— Begin PROVIDED INFORMATION —
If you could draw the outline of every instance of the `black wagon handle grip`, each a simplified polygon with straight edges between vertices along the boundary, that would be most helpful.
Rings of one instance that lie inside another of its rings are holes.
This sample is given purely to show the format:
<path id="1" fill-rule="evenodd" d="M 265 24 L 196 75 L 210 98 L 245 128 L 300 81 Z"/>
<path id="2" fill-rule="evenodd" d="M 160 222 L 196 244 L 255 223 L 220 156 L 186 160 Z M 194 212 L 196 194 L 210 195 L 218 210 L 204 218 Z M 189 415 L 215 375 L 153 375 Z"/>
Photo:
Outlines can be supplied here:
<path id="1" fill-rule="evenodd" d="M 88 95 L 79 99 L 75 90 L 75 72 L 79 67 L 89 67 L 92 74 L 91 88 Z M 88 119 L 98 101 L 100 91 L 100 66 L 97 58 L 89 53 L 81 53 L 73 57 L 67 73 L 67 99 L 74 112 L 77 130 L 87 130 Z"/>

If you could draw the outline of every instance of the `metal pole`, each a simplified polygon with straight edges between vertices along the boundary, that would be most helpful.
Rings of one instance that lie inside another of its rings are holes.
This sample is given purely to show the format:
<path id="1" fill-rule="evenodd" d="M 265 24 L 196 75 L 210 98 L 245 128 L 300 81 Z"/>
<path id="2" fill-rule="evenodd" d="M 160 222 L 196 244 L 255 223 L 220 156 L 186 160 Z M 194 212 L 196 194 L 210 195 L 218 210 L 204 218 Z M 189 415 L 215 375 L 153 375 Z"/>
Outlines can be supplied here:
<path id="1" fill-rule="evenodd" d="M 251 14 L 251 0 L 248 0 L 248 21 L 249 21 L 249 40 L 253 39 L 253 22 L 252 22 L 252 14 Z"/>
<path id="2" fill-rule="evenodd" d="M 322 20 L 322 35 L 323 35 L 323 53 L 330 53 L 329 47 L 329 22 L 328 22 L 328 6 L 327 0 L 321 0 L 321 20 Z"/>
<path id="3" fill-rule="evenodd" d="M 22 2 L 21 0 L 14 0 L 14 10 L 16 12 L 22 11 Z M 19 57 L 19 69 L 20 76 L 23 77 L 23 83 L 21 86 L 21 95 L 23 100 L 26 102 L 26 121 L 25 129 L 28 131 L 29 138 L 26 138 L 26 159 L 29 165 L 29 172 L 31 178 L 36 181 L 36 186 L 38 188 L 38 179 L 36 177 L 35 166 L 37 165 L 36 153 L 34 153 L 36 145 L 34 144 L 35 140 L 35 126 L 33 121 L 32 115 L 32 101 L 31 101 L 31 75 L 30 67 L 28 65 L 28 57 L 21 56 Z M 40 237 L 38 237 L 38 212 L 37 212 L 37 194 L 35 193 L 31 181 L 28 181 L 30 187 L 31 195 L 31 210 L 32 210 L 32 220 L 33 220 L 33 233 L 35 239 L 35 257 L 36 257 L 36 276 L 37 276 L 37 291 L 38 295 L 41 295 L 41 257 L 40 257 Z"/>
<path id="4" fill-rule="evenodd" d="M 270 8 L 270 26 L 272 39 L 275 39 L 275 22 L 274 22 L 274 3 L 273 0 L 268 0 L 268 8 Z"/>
— End PROVIDED INFORMATION —
WHAT YOU HAVE TO DO: Return the material word for word, from its first line through the line containing "88 119 L 98", including that line.

FULL RESPONSE:
If you could draw the outline of every instance of the `black wagon handle grip`, each a simplified polygon with straight edges between vertices along the boundary, that would be most helpful.
Rings of one instance that lie inside another of its rings are holes.
This sample is given purely to show the format:
<path id="1" fill-rule="evenodd" d="M 265 24 L 196 75 L 210 98 L 245 128 L 300 81 Z"/>
<path id="2" fill-rule="evenodd" d="M 160 222 L 196 244 L 255 223 L 220 156 L 186 160 Z M 194 212 L 196 194 L 210 195 L 218 210 L 204 218 Z M 189 415 L 215 375 L 153 375 Z"/>
Photo:
Outlines can be supplied here:
<path id="1" fill-rule="evenodd" d="M 88 95 L 79 99 L 75 90 L 75 72 L 79 67 L 89 67 L 92 74 L 91 88 Z M 88 119 L 98 101 L 100 91 L 100 66 L 97 58 L 89 53 L 81 53 L 73 57 L 67 73 L 67 99 L 74 112 L 77 130 L 87 130 Z"/>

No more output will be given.